■ **GIVEN REQUEST**: Rewrite the records as a Markdown table with the columns "Row" and "Line," numbering each row and omitting blank lines. Start at the line containing "You are given a photograph. Your task: indicate the concrete" and continue through the end of the records.

Location annotation dataset excerpts:
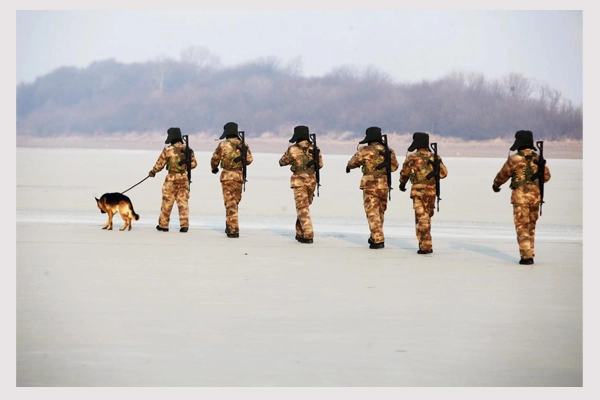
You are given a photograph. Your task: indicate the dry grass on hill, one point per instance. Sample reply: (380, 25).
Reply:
(329, 144)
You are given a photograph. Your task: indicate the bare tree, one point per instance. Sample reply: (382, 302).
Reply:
(201, 57)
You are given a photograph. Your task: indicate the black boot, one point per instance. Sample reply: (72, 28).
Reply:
(526, 261)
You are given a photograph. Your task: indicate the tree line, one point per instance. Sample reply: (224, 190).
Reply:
(264, 96)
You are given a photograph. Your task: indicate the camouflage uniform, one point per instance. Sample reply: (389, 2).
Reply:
(231, 179)
(525, 197)
(374, 185)
(303, 182)
(176, 186)
(415, 168)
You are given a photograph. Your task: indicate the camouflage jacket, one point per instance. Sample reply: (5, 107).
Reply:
(416, 167)
(297, 156)
(224, 155)
(170, 158)
(368, 158)
(518, 168)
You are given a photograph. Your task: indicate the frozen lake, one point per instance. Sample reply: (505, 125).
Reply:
(145, 308)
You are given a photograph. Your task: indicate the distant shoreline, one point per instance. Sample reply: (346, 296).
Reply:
(497, 148)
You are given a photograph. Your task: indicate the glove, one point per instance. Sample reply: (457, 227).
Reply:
(540, 172)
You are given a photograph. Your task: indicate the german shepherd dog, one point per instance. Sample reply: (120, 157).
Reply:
(113, 203)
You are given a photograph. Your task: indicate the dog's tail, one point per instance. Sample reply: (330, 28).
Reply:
(135, 216)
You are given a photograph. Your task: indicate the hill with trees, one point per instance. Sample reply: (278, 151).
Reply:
(266, 97)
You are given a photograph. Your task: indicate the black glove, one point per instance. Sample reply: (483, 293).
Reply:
(540, 172)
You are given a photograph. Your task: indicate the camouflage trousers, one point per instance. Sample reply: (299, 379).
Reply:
(232, 195)
(525, 217)
(424, 208)
(375, 204)
(303, 196)
(175, 191)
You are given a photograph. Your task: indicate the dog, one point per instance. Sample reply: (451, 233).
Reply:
(113, 203)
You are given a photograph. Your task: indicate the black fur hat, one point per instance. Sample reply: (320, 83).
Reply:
(372, 134)
(173, 135)
(523, 139)
(300, 133)
(230, 129)
(420, 140)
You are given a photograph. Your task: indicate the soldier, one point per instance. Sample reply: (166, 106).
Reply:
(176, 186)
(303, 180)
(525, 170)
(229, 154)
(374, 182)
(418, 167)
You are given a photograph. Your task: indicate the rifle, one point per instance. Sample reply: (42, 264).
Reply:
(541, 171)
(244, 152)
(188, 159)
(387, 164)
(436, 174)
(315, 161)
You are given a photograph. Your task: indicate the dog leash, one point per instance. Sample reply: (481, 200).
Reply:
(136, 184)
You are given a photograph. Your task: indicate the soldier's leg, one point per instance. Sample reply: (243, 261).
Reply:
(182, 199)
(167, 205)
(521, 216)
(372, 208)
(231, 201)
(383, 197)
(422, 223)
(304, 228)
(534, 214)
(425, 222)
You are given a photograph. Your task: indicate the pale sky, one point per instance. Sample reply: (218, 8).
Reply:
(410, 46)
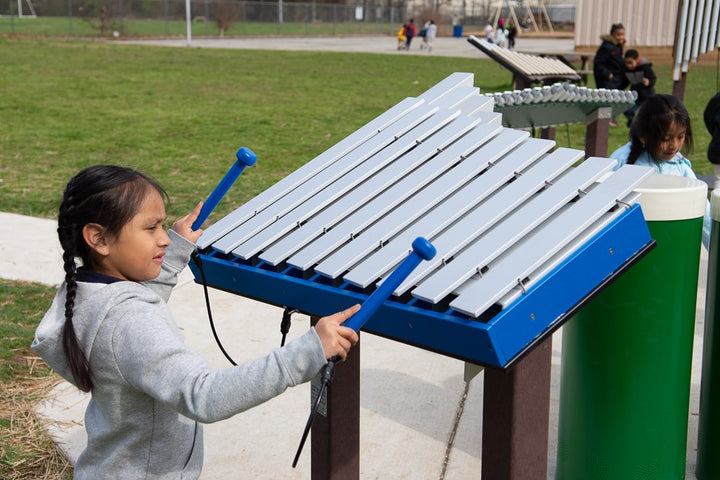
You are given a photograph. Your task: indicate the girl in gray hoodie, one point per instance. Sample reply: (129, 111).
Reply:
(110, 332)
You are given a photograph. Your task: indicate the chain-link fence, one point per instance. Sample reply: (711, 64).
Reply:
(164, 18)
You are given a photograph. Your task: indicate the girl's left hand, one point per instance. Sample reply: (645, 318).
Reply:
(183, 226)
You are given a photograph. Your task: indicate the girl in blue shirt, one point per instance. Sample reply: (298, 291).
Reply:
(659, 134)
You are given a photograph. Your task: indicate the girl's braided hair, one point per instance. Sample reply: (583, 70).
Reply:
(106, 195)
(652, 122)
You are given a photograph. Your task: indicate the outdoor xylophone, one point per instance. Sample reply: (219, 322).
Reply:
(523, 237)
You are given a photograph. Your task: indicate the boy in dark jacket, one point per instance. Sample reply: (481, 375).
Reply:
(639, 73)
(609, 64)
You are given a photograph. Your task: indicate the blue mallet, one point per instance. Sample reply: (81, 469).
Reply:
(245, 158)
(422, 250)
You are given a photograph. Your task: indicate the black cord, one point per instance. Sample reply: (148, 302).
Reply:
(198, 262)
(326, 376)
(285, 323)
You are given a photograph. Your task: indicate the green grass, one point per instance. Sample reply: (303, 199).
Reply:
(21, 307)
(26, 452)
(79, 27)
(179, 114)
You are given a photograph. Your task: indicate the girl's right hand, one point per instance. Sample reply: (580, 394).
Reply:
(336, 339)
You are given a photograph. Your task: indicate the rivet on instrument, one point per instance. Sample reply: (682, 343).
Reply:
(522, 287)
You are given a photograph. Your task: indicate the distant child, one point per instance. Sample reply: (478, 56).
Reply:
(489, 32)
(711, 116)
(609, 63)
(410, 32)
(110, 333)
(500, 36)
(660, 132)
(512, 33)
(401, 38)
(642, 80)
(428, 34)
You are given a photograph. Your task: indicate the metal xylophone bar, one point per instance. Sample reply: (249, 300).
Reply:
(477, 190)
(524, 236)
(561, 103)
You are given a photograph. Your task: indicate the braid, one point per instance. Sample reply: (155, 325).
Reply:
(108, 196)
(75, 357)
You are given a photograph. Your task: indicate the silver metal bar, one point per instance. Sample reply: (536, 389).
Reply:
(481, 243)
(539, 246)
(322, 178)
(456, 206)
(503, 168)
(383, 203)
(438, 92)
(561, 256)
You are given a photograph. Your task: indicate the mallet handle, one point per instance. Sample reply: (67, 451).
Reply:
(422, 250)
(245, 157)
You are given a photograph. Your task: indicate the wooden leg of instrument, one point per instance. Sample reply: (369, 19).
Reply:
(596, 132)
(548, 133)
(516, 417)
(336, 437)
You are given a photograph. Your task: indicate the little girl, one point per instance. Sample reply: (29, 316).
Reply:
(660, 131)
(110, 332)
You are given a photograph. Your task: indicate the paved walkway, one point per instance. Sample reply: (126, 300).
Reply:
(443, 46)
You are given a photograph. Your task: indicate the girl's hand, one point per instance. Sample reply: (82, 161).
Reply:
(335, 338)
(183, 226)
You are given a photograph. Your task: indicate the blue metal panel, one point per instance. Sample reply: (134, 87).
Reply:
(497, 342)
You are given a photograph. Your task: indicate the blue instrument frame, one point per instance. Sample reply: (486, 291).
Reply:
(499, 341)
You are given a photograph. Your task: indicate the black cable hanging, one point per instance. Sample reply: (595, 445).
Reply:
(198, 262)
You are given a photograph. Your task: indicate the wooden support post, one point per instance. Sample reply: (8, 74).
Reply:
(336, 436)
(596, 132)
(516, 418)
(679, 86)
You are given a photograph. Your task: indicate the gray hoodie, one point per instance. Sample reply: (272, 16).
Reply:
(149, 390)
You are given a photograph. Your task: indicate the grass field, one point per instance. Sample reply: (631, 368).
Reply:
(79, 27)
(180, 115)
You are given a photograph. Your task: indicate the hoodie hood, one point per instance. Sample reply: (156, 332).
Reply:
(93, 302)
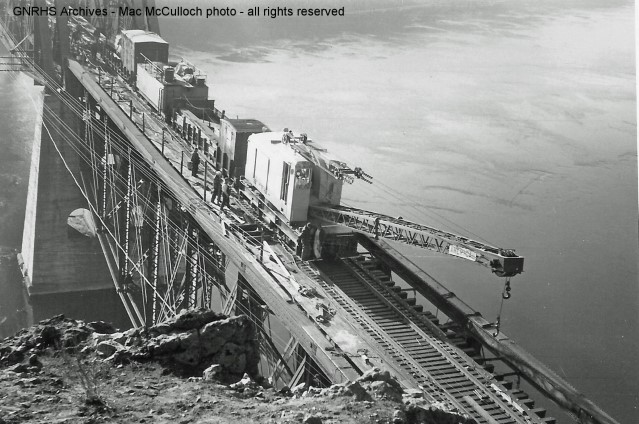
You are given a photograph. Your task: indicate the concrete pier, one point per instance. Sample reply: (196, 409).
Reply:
(64, 271)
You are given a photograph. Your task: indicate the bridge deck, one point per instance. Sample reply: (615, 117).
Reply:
(337, 344)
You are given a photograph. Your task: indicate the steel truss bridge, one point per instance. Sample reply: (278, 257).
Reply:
(167, 248)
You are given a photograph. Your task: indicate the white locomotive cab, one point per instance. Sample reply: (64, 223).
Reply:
(280, 174)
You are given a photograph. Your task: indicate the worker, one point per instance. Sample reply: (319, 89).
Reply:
(195, 162)
(217, 188)
(304, 242)
(226, 194)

■ **COMPLETE ANSWER**:
| Row | Line |
|---|---|
| 1 | You are given a photograph. Your task: indicate the concrete pier, one point per instance. Sample reply: (196, 409). |
| 2 | Reply: |
| 3 | (64, 271) |
| 4 | You are given a photograph. Your task: indicate the bridge deck, one point per instance. Sample reply: (615, 117). |
| 5 | Reply: |
| 6 | (337, 344) |
| 7 | You are given a photograph. Your task: indicate the steel truss bridge, one point per instance. Sample reply: (278, 257). |
| 8 | Reply: |
| 9 | (167, 248) |
| 10 | You are given a photograph. Your task: indicate the white locomotive cab, one point per instance. Sample reply: (64, 223). |
| 11 | Reply: |
| 12 | (280, 174) |
| 13 | You are given a photograph. Your task: indicate the worker, one point per instance. Sample reply: (319, 89). |
| 14 | Reply: |
| 15 | (195, 162) |
| 16 | (217, 188) |
| 17 | (304, 242) |
| 18 | (226, 194) |